> [Problem requirements] Output the line that contains "the window pane;" and every line after it to the end of the entries, with nothing added or left out.

===== Records provided =====

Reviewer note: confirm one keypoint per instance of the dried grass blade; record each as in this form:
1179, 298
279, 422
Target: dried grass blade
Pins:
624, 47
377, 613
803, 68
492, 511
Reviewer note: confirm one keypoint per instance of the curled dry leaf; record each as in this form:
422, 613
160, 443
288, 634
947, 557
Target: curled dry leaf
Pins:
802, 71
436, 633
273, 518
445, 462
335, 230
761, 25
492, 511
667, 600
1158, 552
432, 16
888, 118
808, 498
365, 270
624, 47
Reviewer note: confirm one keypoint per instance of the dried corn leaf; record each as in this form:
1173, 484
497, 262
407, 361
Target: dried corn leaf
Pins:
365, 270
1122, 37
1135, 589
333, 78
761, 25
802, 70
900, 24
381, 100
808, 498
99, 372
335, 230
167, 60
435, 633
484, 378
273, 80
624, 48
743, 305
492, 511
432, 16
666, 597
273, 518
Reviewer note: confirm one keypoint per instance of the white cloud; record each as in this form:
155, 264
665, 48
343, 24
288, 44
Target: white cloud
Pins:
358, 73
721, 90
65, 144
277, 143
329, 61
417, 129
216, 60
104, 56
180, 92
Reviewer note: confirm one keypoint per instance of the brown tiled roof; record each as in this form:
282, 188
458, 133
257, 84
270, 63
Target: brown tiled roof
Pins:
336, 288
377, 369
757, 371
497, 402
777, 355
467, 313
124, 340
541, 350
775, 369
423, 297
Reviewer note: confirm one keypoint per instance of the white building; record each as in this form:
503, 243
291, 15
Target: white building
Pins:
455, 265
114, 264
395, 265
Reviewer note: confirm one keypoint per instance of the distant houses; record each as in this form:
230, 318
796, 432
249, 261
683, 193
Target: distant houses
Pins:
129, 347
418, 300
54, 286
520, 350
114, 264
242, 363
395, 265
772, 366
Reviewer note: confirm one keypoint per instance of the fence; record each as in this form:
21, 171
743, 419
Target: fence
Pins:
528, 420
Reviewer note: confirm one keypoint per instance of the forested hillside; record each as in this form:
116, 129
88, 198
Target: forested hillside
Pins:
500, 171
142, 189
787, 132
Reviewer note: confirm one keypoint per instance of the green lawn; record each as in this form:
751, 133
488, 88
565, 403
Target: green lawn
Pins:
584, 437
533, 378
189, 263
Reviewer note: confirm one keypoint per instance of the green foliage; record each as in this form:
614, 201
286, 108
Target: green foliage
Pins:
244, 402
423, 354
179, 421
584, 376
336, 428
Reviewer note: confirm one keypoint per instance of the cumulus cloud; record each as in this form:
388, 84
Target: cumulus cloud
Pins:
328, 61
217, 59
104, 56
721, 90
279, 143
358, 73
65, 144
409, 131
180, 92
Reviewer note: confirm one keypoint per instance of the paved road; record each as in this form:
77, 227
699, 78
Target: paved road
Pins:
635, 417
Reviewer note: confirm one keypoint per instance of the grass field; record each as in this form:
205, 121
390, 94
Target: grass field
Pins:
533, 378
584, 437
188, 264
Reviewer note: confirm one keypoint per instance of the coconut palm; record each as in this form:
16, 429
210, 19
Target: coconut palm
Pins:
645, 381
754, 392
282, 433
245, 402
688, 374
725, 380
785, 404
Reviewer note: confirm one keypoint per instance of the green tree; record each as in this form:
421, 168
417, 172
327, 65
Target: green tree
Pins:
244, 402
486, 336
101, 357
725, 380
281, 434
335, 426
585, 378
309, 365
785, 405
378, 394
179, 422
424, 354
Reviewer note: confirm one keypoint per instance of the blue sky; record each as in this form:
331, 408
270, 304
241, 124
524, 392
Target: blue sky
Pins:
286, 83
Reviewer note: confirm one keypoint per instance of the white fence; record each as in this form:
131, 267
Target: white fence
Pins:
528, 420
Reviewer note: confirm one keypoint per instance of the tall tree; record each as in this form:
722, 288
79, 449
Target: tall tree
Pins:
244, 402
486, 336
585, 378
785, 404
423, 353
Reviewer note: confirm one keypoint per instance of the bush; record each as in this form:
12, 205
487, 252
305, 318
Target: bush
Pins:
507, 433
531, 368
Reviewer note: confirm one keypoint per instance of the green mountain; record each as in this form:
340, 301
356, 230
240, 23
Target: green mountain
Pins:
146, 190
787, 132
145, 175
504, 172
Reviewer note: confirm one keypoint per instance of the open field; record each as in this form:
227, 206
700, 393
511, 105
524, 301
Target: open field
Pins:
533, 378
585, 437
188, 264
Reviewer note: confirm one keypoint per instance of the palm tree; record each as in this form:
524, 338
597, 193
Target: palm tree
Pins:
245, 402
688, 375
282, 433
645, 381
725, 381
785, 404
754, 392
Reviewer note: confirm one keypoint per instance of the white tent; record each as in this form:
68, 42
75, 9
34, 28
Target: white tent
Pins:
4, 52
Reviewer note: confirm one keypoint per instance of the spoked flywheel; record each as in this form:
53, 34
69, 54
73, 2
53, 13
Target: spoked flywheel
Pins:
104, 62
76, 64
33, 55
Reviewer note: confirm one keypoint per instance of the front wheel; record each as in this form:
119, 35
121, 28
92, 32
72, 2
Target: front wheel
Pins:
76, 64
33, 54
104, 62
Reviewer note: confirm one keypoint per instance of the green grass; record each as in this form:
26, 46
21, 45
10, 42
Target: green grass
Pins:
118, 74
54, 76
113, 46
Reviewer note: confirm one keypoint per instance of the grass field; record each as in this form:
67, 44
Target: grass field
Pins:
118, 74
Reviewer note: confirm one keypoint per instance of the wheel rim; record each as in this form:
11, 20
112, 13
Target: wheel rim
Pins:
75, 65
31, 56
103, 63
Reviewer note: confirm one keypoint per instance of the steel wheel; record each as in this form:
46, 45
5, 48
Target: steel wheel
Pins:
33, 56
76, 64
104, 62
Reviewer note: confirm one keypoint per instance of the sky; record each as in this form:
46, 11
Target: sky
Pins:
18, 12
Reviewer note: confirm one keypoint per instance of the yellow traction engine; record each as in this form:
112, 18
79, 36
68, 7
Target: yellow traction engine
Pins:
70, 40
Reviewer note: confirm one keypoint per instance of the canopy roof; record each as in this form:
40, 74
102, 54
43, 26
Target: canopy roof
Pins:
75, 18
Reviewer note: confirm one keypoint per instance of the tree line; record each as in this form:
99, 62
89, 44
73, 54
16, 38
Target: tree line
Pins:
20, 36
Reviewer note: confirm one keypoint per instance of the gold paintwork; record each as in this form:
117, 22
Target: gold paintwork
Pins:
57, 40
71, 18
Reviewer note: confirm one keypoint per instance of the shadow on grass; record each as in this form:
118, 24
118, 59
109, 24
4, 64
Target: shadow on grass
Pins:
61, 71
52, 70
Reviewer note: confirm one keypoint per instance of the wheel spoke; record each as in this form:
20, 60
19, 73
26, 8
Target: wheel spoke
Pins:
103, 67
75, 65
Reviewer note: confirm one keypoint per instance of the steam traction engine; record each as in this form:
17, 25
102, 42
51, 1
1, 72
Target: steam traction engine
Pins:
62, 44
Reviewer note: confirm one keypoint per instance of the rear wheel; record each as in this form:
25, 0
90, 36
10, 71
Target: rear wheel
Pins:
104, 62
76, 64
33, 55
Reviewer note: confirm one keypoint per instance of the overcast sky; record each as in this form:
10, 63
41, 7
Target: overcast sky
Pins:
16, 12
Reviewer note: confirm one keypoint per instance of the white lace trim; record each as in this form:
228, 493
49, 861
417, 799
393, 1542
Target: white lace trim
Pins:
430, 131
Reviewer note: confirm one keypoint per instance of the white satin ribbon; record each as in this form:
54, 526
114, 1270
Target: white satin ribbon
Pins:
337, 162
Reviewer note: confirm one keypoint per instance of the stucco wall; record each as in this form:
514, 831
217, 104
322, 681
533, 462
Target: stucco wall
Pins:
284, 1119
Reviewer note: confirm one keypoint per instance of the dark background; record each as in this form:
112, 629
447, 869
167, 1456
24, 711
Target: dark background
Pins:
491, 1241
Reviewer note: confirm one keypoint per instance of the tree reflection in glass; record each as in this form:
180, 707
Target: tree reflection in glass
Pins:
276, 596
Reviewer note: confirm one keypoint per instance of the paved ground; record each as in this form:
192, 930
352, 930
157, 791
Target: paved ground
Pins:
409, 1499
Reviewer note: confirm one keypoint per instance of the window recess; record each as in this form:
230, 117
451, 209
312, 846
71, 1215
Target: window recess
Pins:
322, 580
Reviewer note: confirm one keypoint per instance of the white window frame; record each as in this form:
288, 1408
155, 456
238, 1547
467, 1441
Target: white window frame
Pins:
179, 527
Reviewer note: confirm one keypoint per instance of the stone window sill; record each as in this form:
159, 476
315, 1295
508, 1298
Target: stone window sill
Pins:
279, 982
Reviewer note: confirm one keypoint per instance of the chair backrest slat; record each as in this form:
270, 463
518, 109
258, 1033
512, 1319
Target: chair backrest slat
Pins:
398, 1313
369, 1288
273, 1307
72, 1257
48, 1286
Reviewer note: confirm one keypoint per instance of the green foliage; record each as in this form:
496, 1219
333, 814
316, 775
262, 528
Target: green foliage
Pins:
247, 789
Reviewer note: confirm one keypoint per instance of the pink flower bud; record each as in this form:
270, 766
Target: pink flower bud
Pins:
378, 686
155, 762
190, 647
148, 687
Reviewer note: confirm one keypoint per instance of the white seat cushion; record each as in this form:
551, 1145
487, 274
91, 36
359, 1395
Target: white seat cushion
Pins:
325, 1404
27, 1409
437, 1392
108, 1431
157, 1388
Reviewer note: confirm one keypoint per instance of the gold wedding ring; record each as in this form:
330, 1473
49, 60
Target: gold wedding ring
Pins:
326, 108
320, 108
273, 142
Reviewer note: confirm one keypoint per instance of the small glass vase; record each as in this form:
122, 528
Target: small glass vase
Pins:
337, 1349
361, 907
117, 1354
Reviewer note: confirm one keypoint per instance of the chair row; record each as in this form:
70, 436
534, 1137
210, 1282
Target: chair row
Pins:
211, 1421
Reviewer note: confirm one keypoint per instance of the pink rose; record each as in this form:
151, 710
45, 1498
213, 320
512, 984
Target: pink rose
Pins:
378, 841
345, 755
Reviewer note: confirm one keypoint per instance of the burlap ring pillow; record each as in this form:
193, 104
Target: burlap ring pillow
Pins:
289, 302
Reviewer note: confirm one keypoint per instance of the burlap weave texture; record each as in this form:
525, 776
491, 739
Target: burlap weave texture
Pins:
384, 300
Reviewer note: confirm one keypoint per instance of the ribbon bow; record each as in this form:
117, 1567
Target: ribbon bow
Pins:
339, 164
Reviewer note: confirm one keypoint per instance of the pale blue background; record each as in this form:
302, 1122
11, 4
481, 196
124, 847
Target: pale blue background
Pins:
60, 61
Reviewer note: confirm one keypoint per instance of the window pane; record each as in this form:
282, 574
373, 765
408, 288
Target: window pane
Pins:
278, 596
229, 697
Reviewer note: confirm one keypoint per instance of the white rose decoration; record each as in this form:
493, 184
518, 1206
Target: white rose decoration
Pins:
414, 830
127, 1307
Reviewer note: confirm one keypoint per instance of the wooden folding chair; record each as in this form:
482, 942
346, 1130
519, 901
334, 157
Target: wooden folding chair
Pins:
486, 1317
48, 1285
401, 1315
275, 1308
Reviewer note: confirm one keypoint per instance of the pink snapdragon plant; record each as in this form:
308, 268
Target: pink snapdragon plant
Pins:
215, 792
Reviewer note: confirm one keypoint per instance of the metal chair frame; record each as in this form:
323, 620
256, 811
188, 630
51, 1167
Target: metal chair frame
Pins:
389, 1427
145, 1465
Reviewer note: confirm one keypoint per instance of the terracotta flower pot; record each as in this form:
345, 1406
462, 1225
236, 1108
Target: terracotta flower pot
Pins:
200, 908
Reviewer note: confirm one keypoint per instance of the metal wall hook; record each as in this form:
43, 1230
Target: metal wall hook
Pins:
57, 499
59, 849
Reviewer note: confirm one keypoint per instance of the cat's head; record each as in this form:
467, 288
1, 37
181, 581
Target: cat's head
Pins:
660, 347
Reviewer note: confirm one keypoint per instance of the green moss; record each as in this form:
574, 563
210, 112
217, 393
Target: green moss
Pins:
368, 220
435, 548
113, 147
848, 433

=====

> [Solution to the exercise]
Reviewer note: confirm one keypoint per instance of the window pane; record each as in this form:
282, 574
373, 765
408, 288
Target: window pane
Pins:
278, 596
229, 697
Reviewer note: confirm one keypoint per instance of the white rose decoration; record each as in this form:
493, 184
518, 1206
Target: white rose decoration
Pins:
414, 830
127, 1307
Reviewer note: confirm one keypoint per instance of the wooden folding chair; record each as in this form:
482, 942
346, 1130
519, 901
334, 157
Target: wooden folding chair
Pins:
486, 1317
48, 1285
401, 1315
275, 1308
Reviewer note: confirm one keypoint per instance of the pink snapdragon plant; record each as in this form:
308, 268
Target: pink snapdragon plant
Pins:
215, 792
Reviewer note: confirm one keypoint per instance of the metal chair frame; record each as in this form:
323, 620
256, 811
188, 630
51, 1167
Target: metal chair frame
Pins:
389, 1427
145, 1465
Reviewer note: confirm one keypoint per instance of the terracotta flower pot; record each as in this form:
345, 1406
462, 1225
236, 1108
Target: terracotta flower pot
Pins:
200, 908
Reviewer note: confirm one keypoint per instance of the metal wall hook; record each as in this form:
43, 1230
Target: metal wall hook
Pins:
57, 499
59, 849
Reviewer note: confirm one keypoint per instance of the cat's head; record each as in this form:
467, 288
1, 37
181, 581
Target: cat's head
Pins:
660, 347
Reviewer note: confirm one keypoint per instance of the green moss; record each as in this form:
574, 563
210, 112
217, 393
Target: green moss
Pins:
368, 220
435, 548
113, 147
848, 433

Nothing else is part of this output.